Output the material exactly, line by line.

-- Provided entries --
++++++

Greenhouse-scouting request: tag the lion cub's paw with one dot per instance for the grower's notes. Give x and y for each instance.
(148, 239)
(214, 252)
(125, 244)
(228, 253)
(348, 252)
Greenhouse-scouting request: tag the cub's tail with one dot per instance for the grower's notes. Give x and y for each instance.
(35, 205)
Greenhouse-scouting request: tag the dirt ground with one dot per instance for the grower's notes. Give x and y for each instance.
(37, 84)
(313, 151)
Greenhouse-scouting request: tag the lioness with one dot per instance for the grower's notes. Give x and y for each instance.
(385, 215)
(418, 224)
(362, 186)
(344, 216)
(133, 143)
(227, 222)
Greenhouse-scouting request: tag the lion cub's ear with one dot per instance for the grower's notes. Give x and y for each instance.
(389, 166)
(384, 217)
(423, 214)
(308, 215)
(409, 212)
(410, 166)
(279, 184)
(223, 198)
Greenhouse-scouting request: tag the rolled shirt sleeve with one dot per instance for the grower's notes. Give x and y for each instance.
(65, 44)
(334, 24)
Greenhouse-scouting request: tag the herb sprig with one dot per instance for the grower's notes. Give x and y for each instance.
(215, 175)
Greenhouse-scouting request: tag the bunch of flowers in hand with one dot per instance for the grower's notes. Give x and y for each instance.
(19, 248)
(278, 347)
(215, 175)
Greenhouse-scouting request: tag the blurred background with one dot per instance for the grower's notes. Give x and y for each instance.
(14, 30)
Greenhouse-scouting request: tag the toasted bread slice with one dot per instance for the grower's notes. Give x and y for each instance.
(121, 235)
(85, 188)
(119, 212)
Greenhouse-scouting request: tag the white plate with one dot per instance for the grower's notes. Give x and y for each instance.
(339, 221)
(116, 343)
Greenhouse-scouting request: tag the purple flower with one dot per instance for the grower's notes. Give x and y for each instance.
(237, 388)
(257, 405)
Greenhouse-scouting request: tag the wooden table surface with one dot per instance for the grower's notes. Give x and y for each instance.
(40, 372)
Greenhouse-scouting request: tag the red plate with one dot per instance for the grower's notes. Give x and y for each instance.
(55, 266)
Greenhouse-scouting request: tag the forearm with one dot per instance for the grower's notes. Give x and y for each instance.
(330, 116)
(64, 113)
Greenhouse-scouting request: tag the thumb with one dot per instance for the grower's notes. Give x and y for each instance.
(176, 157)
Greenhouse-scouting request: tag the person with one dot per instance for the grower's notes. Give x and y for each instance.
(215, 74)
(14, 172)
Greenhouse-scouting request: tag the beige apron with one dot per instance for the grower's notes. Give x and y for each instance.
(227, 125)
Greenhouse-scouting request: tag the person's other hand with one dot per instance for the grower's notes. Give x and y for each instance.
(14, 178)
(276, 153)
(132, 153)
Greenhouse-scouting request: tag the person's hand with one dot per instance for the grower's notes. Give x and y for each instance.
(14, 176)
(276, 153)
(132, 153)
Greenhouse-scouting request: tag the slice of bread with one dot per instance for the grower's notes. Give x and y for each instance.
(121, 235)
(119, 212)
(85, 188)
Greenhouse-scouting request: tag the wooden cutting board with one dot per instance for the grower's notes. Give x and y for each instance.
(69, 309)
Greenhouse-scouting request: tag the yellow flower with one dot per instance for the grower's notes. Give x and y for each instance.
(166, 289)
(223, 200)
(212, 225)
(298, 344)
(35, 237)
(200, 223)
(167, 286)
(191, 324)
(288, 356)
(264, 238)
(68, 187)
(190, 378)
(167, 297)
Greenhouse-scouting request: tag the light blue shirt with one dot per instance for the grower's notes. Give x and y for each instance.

++++++

-- Solution to this task --
Greenhouse-scouting request: tag the lion cub's paw with one dot per instance for the grower's notes. Give x and y for each instance.
(148, 239)
(214, 252)
(125, 244)
(228, 253)
(348, 252)
Greenhouse-scouting request: tag the cub's tail with one dot per instance for the grower's notes. Give x and y for each instance.
(35, 205)
Greenhouse-scouting request: tag the dirt ground with one dot per instance for the grower's notes. Give x and y for each instance.
(37, 84)
(313, 151)
Greenhouse-scouting request: tag the lioness with one dot per instance for the grower's notes. Give x and y for each instance.
(385, 215)
(418, 224)
(362, 186)
(344, 216)
(133, 143)
(227, 222)
Greenhouse-scouting request: tag the lion cub's ear with one dot per instance for the grower's notes. Give x and y for each instance.
(389, 166)
(384, 217)
(423, 214)
(308, 215)
(409, 212)
(410, 166)
(279, 184)
(223, 198)
Greenhouse-scouting request: tag the rolled shirt sleeve with one dot per instance for the grower's notes. Give x and y for each instance.
(65, 44)
(334, 24)
Greenhouse-scouting request: tag the herb sprig with one dot per instance for the grower's notes. Give x and y for each instance.
(215, 175)
Greenhouse-scouting request: tag the bunch of flowers in hand with one dot per instance for the grower's notes. Give x and y for each instance.
(19, 248)
(278, 347)
(215, 175)
Greenhouse-scouting request: tag the blurred background with one dot per instance for the grower's notes. Give x and y for each instance.
(14, 30)
Greenhouse-scouting request: tag the toasted bread slice with one dot per instance for the grower's notes. Give x and y for each instance.
(121, 235)
(85, 188)
(119, 212)
Greenhouse-scouting request: tag the white plate with one dot per instance for the grower's notes. Give x and y for each instance.
(339, 221)
(116, 343)
Greenhouse-scouting request: tag the purple flower with one dot per instance for the grower's notes. Give x and y for each instance.
(237, 388)
(257, 405)
Greenhouse-scouting request: tag the wooden table surface with one dot per instance for the grower's notes. Give x and y for each instance.
(40, 372)
Greenhouse-scouting request: tag the red plate with one dot per instance for the grower's notes. Give x and y for each instance.
(55, 266)
Greenhouse-scouting request: tag the forearm with one dot per instance for the grower's notes. Give x and y for each instance.
(330, 116)
(64, 113)
Greenhouse-scouting request: tag the thumb with one dot per instance for the grower's notes. Give x and y for each instance.
(176, 157)
Greenhouse-scouting request: tag the person with one dot per instance for the grower's notes. Give x and y for each instance.
(215, 74)
(14, 172)
Greenhouse-scouting request: tag the beige apron with one dot per instance for the grower's notes. Give x and y for each instance.
(227, 125)
Greenhouse-scouting request: tag the person's other hand with one dot per instance for the grower's notes. Give x and y for each instance.
(14, 178)
(276, 153)
(132, 153)
Greenhouse-scouting request: tag the person's hand with one dot per instance for the grower's notes. Give x and y for each instance.
(14, 176)
(276, 153)
(132, 153)
Greenhouse-scouting request: tag the slice of bread with one dot per instance for the grower's notes. Give x and y for each instance.
(121, 235)
(119, 212)
(85, 188)
Greenhouse-scouting request: tag the wooden cutting board with one dot per instance for the grower's notes. Give x and y for each instance.
(69, 309)
Greenhouse-scouting request: tag the yellow flower with one dot per instance for the grower's notes. Give x and y for each instance.
(166, 289)
(223, 200)
(212, 225)
(298, 344)
(35, 237)
(200, 223)
(167, 286)
(191, 324)
(288, 356)
(264, 238)
(68, 187)
(190, 378)
(167, 297)
Greenhouse-scouting request: tag the light blue shirt with one dot per instance for the grower's notes. Give x and y for each instance.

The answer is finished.